§ The problem
Pick out each line of the listing that contains the word "painted", and copy those lines.

§ Data

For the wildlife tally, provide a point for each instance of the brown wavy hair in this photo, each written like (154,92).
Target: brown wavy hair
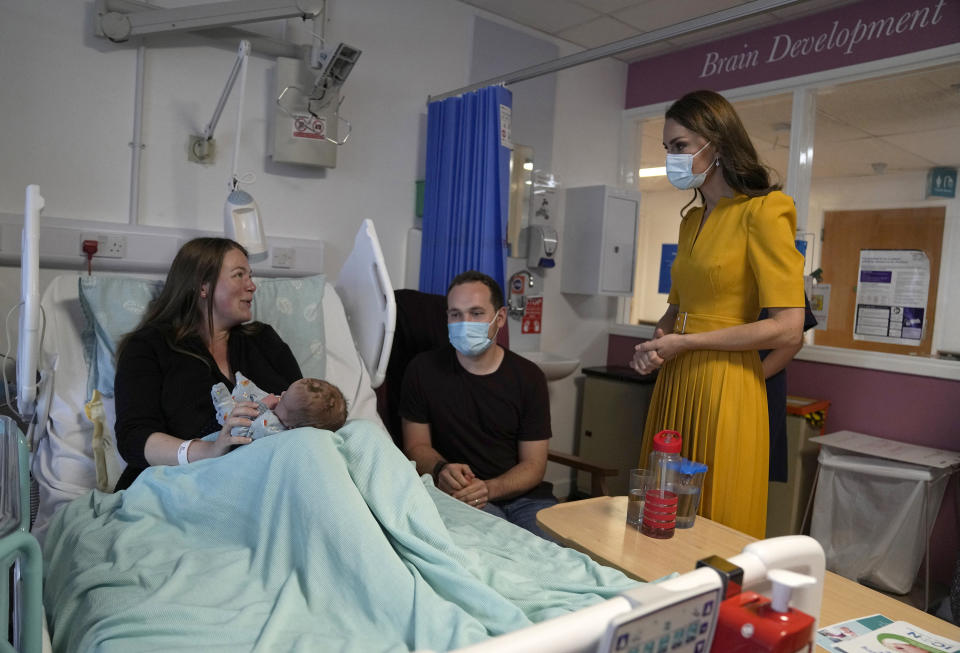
(179,311)
(710,115)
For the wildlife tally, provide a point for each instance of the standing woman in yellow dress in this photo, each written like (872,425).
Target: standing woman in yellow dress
(736,255)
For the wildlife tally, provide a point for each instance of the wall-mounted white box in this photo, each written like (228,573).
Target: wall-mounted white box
(598,251)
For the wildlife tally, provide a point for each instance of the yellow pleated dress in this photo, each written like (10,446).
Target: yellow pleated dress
(743,259)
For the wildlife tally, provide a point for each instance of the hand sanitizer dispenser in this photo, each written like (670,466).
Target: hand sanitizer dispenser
(541,246)
(751,623)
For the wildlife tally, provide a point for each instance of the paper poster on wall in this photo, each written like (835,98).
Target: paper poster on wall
(892,296)
(820,304)
(532,315)
(668,252)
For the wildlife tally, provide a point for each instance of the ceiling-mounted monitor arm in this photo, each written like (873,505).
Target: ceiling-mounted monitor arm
(120,20)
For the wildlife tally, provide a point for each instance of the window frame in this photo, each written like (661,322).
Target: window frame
(798,185)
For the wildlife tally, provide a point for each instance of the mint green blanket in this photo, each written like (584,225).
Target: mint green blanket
(304,541)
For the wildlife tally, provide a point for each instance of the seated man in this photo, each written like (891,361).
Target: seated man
(477,416)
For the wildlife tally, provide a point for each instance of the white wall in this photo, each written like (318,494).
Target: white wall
(586,145)
(68,113)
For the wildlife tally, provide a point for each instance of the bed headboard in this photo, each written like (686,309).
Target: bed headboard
(367,295)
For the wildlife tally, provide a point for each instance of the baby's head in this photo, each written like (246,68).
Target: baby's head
(312,402)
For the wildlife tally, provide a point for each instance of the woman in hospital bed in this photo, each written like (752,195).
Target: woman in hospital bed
(193,336)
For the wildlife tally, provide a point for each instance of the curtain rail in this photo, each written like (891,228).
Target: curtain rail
(723,17)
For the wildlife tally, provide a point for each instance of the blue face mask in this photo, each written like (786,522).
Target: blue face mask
(470,338)
(680,170)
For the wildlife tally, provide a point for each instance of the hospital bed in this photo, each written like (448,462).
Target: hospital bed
(465,575)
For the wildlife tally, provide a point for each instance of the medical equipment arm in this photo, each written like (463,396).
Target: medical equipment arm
(28,354)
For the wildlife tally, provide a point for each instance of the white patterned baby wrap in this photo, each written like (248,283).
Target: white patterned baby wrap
(266,423)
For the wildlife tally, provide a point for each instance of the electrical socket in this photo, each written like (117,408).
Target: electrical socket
(108,245)
(283,257)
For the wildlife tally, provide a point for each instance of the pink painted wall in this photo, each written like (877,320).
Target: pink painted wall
(868,30)
(916,409)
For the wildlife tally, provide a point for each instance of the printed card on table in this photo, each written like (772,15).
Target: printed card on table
(829,637)
(898,636)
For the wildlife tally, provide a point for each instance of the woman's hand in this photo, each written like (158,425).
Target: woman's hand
(650,355)
(270,401)
(241,415)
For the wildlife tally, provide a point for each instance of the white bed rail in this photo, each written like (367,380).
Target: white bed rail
(581,631)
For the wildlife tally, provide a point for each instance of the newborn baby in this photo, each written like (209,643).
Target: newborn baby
(307,402)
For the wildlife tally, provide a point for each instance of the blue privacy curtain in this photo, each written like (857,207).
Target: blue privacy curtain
(466,190)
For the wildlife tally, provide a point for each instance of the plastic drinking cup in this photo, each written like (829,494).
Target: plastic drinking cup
(639,483)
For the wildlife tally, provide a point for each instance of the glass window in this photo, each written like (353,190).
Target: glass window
(875,142)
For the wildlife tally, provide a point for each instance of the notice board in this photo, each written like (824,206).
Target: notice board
(845,234)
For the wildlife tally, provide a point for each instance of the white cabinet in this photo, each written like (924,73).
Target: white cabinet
(598,254)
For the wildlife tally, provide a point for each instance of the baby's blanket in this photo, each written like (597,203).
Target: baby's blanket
(306,541)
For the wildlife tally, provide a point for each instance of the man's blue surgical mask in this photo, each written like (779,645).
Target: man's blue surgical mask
(470,338)
(680,170)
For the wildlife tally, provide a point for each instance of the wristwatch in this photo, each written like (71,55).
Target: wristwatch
(182,452)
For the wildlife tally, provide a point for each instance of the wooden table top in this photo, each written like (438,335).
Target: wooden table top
(598,528)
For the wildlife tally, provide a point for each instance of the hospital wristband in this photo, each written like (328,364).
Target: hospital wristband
(182,452)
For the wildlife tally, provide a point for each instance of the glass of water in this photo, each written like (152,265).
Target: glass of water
(640,481)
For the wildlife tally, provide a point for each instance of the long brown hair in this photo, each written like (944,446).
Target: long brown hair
(179,311)
(710,115)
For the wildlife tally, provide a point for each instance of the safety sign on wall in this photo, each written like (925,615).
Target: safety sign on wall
(532,315)
(307,126)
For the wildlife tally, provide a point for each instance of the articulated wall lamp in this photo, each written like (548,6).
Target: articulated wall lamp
(241,216)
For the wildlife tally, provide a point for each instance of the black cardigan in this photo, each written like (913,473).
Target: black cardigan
(162,390)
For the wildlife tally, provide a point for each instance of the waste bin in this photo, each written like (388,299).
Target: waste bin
(873,516)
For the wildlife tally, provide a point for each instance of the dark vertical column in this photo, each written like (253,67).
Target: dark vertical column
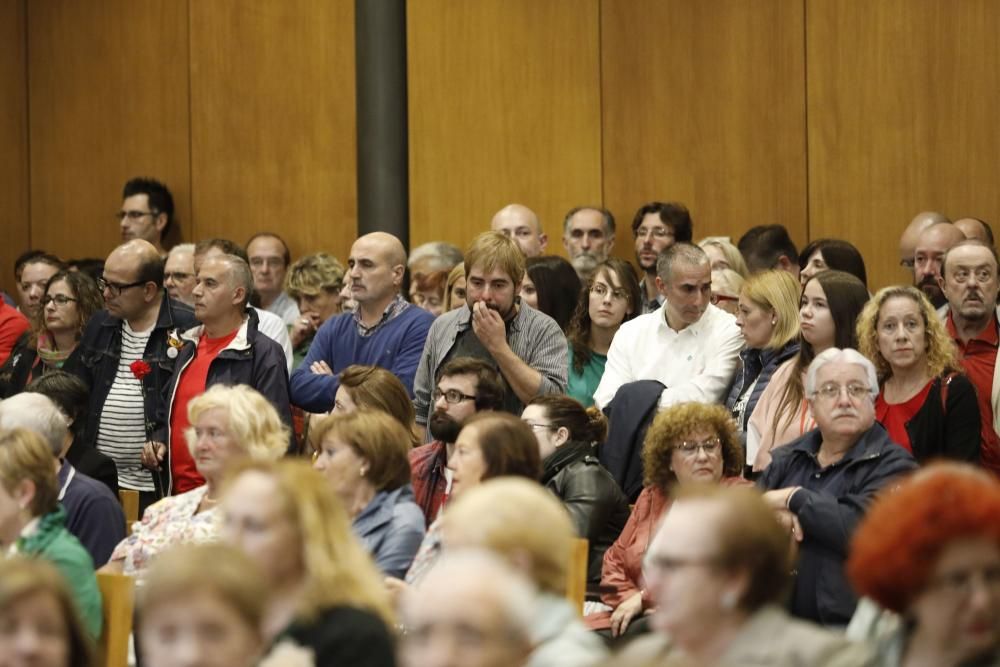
(380,62)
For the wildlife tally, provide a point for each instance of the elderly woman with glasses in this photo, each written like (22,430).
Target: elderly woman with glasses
(611,298)
(820,484)
(56,327)
(688,443)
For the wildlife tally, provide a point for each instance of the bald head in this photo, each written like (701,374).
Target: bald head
(521,224)
(932,245)
(908,240)
(975,229)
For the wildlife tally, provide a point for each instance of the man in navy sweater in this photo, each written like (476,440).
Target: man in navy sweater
(384,330)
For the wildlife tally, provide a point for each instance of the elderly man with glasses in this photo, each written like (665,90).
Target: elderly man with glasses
(821,484)
(128,352)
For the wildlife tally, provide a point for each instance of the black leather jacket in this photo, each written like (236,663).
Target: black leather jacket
(595,502)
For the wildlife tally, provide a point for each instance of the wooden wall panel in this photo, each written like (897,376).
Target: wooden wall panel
(108,92)
(902,118)
(14,212)
(272,121)
(504,106)
(704,104)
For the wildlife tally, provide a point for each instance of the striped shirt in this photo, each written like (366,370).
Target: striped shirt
(122,430)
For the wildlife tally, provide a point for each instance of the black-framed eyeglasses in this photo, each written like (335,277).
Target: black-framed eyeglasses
(60,299)
(134,215)
(451,396)
(114,289)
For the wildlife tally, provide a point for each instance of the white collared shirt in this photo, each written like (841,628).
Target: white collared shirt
(696,363)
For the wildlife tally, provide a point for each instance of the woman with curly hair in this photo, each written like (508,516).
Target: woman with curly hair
(70,299)
(927,406)
(929,554)
(688,443)
(611,297)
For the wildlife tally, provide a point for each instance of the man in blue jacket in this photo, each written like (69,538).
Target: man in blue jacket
(384,330)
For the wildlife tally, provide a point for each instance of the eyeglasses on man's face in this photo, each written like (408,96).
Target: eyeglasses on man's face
(451,396)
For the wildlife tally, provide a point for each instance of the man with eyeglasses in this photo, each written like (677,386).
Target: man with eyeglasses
(970,284)
(820,484)
(147,212)
(269,260)
(689,346)
(465,386)
(655,227)
(127,354)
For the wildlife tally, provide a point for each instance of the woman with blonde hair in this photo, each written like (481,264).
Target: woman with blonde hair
(228,424)
(491,516)
(768,318)
(688,443)
(724,255)
(314,282)
(204,599)
(376,388)
(326,594)
(36,603)
(33,523)
(925,403)
(365,457)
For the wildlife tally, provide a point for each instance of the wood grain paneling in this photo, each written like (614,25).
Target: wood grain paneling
(272,121)
(14,229)
(903,98)
(108,91)
(504,106)
(704,104)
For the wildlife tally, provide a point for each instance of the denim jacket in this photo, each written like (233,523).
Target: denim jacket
(99,352)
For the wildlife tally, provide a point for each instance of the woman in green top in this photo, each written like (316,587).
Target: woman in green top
(610,297)
(32,522)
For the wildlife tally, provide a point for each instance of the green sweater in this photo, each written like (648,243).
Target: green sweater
(52,542)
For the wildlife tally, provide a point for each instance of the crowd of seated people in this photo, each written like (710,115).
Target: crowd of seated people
(385,459)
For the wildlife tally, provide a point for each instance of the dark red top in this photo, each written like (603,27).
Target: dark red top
(893,416)
(189,385)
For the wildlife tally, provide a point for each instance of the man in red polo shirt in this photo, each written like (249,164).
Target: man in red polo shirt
(969,282)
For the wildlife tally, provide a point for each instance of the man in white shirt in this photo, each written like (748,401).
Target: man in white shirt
(689,345)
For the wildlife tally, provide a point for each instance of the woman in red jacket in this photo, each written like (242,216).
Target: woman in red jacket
(687,443)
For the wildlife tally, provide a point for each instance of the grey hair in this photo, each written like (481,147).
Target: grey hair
(181,247)
(512,592)
(36,413)
(847,355)
(438,255)
(684,253)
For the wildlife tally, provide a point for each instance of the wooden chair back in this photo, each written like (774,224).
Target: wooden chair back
(117,595)
(576,574)
(129,498)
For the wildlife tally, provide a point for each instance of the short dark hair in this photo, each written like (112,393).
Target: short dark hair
(68,392)
(763,245)
(286,255)
(36,257)
(606,215)
(557,284)
(508,445)
(160,199)
(489,384)
(225,245)
(673,214)
(838,254)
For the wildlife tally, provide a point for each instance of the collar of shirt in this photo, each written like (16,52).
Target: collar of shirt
(395,307)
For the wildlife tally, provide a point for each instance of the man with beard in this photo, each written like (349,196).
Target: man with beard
(932,245)
(527,347)
(970,284)
(655,227)
(465,386)
(588,236)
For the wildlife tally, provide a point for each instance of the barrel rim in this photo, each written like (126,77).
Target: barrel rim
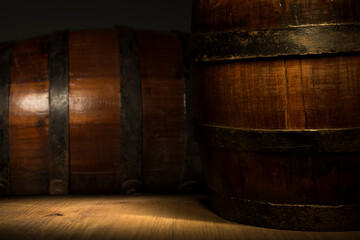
(287,216)
(332,140)
(278,42)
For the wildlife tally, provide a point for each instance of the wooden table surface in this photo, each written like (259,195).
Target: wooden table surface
(130,217)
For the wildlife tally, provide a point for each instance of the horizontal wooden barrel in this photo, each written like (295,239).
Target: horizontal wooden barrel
(96,111)
(277,109)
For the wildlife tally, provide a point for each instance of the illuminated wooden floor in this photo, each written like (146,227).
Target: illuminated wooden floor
(130,217)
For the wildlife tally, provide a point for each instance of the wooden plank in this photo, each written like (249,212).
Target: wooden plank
(29,117)
(130,217)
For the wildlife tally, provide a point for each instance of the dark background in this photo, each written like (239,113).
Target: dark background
(31,18)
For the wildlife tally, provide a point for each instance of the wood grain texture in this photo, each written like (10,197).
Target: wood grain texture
(137,217)
(94,112)
(228,15)
(29,117)
(162,76)
(303,93)
(285,93)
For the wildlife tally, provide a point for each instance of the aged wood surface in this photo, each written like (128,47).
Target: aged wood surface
(130,217)
(162,76)
(288,93)
(94,112)
(29,117)
(96,128)
(224,15)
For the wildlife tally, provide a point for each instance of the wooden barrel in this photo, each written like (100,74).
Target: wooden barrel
(96,111)
(277,109)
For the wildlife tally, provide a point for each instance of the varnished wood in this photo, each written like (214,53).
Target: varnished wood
(308,92)
(95,140)
(94,112)
(136,217)
(29,117)
(227,15)
(285,93)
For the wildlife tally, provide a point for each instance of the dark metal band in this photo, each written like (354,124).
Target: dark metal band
(5,67)
(59,113)
(131,111)
(345,140)
(303,40)
(287,216)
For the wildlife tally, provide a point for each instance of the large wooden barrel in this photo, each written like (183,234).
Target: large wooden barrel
(96,111)
(277,108)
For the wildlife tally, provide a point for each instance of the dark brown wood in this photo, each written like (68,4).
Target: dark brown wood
(94,112)
(94,118)
(29,117)
(289,93)
(162,73)
(59,113)
(5,69)
(228,15)
(132,217)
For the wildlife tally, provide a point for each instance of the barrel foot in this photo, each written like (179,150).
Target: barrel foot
(287,216)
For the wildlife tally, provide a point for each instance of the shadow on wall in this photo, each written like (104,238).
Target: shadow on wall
(25,19)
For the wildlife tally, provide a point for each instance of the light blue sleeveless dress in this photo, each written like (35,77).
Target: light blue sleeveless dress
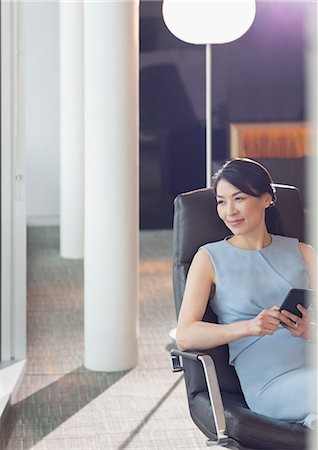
(275,373)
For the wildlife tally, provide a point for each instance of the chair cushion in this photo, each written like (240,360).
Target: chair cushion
(251,430)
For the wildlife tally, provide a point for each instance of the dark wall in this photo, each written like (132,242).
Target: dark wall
(258,78)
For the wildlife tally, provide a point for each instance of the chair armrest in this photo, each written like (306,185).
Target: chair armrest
(212,385)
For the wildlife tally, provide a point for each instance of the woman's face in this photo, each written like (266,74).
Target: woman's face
(241,213)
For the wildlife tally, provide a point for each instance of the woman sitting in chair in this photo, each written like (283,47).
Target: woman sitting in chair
(246,276)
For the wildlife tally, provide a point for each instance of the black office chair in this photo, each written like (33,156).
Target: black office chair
(215,398)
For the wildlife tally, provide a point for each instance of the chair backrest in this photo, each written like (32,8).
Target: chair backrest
(196,223)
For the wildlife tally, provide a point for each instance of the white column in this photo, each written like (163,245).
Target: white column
(71,129)
(111,184)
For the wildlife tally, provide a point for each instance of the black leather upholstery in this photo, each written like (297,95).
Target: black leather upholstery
(196,223)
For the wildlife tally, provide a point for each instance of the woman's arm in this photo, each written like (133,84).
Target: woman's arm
(192,333)
(310,257)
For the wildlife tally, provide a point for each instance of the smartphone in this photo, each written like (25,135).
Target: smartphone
(304,297)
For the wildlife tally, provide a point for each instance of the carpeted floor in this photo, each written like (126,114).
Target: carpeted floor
(62,405)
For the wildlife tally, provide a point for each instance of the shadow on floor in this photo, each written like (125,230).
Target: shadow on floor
(33,418)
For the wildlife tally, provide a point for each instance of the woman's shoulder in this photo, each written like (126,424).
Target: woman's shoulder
(213,245)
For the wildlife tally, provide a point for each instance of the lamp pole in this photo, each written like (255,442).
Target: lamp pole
(208,106)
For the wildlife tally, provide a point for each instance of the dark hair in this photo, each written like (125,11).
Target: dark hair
(252,178)
(248,176)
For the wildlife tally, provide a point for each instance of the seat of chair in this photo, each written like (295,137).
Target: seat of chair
(251,430)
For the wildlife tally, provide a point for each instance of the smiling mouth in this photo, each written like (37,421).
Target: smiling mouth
(234,223)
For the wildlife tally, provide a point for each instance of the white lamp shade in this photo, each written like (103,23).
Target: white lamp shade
(209,21)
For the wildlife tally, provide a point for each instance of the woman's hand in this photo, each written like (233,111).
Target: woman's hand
(297,326)
(266,322)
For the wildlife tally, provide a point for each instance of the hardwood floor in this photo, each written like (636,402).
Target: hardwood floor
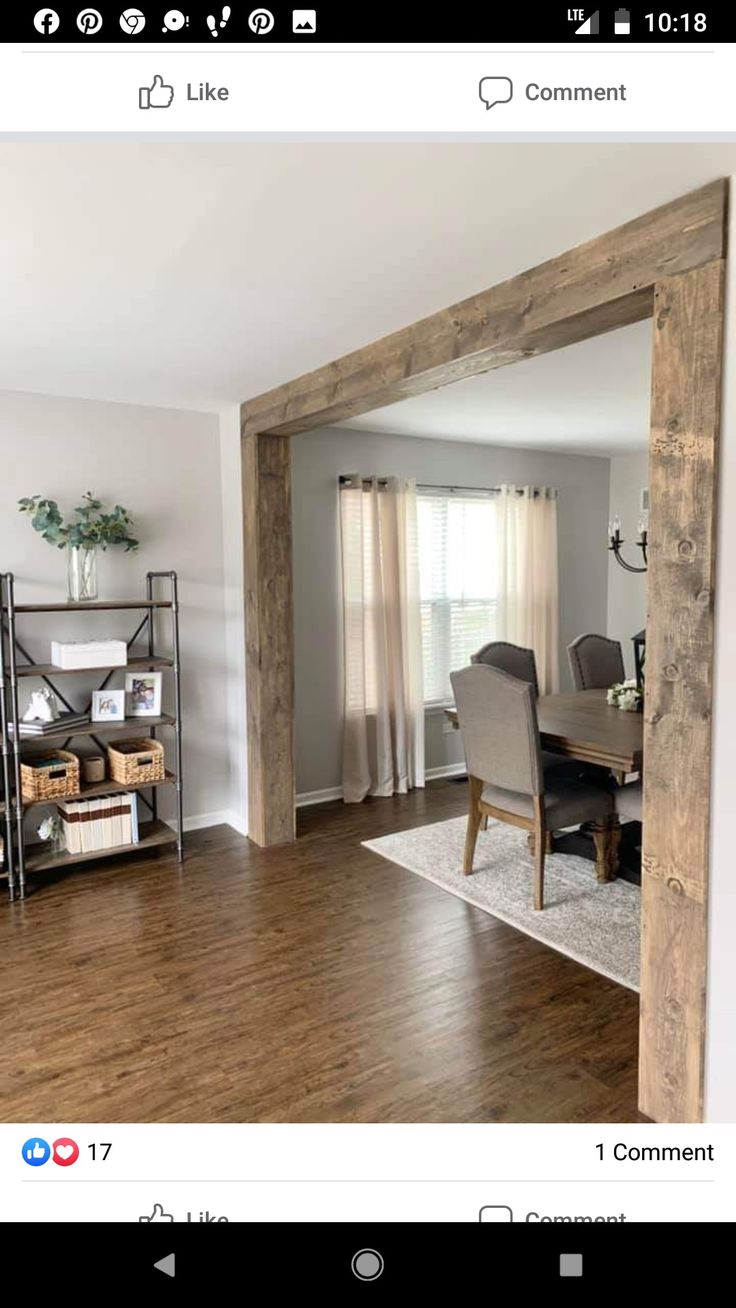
(311,982)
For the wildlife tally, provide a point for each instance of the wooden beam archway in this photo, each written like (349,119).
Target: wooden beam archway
(667,264)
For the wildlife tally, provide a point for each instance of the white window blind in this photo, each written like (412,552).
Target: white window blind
(458,584)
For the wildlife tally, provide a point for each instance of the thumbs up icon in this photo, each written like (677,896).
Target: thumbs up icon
(37,1151)
(157,1215)
(157,96)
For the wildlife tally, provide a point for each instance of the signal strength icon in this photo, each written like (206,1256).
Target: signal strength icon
(591,26)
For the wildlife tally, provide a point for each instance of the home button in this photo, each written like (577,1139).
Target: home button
(368,1265)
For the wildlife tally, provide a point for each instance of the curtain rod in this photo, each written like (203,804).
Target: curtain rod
(352,480)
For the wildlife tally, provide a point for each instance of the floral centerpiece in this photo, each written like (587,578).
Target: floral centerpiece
(626,696)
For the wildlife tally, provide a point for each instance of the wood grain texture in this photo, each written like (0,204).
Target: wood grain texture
(315,982)
(594,288)
(269,637)
(686,382)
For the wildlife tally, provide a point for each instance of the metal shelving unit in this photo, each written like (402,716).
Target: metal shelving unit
(21,858)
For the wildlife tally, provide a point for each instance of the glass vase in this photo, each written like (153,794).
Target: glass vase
(81,573)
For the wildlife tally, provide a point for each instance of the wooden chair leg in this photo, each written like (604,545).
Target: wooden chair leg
(600,832)
(475,815)
(540,852)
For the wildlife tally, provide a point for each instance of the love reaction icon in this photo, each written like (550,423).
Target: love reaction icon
(66,1151)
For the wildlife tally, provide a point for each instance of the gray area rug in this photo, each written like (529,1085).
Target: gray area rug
(594,924)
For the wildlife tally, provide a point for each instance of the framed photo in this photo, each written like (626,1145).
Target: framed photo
(109,706)
(143,692)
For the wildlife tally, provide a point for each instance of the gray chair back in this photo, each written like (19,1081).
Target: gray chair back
(595,662)
(497,716)
(510,658)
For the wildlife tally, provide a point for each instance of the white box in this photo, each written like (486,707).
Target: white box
(105,653)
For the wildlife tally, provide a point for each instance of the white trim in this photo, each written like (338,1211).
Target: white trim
(318,797)
(198,822)
(449,769)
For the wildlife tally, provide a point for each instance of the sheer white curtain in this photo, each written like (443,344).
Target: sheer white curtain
(383,714)
(528,598)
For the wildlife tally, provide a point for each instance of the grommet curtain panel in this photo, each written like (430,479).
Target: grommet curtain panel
(528,586)
(383,712)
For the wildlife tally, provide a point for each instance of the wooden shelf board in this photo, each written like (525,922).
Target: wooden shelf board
(150,833)
(133,727)
(94,789)
(102,788)
(133,665)
(93,606)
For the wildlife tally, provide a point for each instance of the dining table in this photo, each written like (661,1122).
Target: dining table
(582,725)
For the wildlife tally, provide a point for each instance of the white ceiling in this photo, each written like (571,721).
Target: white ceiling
(196,275)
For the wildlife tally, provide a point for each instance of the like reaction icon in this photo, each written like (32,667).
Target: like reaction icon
(66,1151)
(157,96)
(35,1151)
(157,1215)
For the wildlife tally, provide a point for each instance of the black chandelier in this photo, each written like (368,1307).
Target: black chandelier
(616,540)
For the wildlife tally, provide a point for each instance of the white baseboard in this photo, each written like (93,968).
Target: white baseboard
(199,822)
(318,797)
(449,769)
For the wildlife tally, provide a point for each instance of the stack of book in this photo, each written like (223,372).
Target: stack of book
(34,730)
(102,823)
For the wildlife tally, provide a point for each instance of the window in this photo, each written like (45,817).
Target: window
(458,584)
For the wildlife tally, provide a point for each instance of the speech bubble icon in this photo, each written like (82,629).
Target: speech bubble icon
(496,90)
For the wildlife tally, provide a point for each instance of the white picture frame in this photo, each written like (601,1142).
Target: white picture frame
(107,706)
(143,695)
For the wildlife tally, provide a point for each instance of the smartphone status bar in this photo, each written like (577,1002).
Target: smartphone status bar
(208,22)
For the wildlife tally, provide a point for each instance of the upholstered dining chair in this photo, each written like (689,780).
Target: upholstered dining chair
(497,714)
(595,662)
(510,658)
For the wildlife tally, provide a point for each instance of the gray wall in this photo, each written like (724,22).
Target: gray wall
(626,591)
(164,464)
(318,461)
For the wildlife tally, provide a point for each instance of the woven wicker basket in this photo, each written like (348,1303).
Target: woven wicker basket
(50,776)
(136,763)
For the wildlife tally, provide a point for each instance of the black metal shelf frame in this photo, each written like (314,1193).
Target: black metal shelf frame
(11,739)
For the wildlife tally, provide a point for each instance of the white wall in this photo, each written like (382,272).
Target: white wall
(720,1048)
(164,464)
(318,458)
(626,591)
(234,678)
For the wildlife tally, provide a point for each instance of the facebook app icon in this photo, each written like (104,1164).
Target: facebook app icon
(46,21)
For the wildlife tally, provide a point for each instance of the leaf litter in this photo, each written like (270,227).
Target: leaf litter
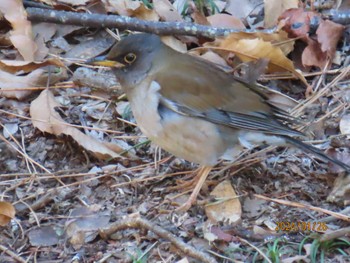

§ Worked answer
For the wildlife tally, provide a point for each instance of the pink painted wall in this photo, each written like (877,320).
Target: pink painted wall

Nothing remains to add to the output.